» **DIRECTIONS**:
Where a line contains the word "flower", copy that line from the records below.

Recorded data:
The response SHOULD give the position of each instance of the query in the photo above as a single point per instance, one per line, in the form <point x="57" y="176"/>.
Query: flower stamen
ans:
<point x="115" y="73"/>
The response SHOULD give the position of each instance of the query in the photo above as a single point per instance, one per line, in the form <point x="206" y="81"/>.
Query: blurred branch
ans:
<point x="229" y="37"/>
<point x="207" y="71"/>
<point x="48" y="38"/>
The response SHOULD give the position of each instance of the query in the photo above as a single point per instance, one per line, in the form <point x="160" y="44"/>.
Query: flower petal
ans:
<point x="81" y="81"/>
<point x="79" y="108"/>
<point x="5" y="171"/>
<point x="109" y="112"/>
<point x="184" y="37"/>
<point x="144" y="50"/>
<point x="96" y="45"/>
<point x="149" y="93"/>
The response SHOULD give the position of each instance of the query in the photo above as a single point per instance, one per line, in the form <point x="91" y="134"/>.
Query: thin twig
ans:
==
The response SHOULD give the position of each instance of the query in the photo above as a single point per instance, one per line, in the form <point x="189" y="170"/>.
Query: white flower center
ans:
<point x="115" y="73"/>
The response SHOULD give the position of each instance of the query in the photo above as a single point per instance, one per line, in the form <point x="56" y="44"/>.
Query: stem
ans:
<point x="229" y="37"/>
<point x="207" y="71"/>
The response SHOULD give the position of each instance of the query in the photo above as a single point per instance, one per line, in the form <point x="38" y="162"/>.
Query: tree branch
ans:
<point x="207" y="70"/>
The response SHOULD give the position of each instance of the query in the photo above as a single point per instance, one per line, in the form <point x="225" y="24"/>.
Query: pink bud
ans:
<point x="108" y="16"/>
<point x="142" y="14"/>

» **RESPONSE**:
Query: flower stamen
Query: flower petal
Query: white flower center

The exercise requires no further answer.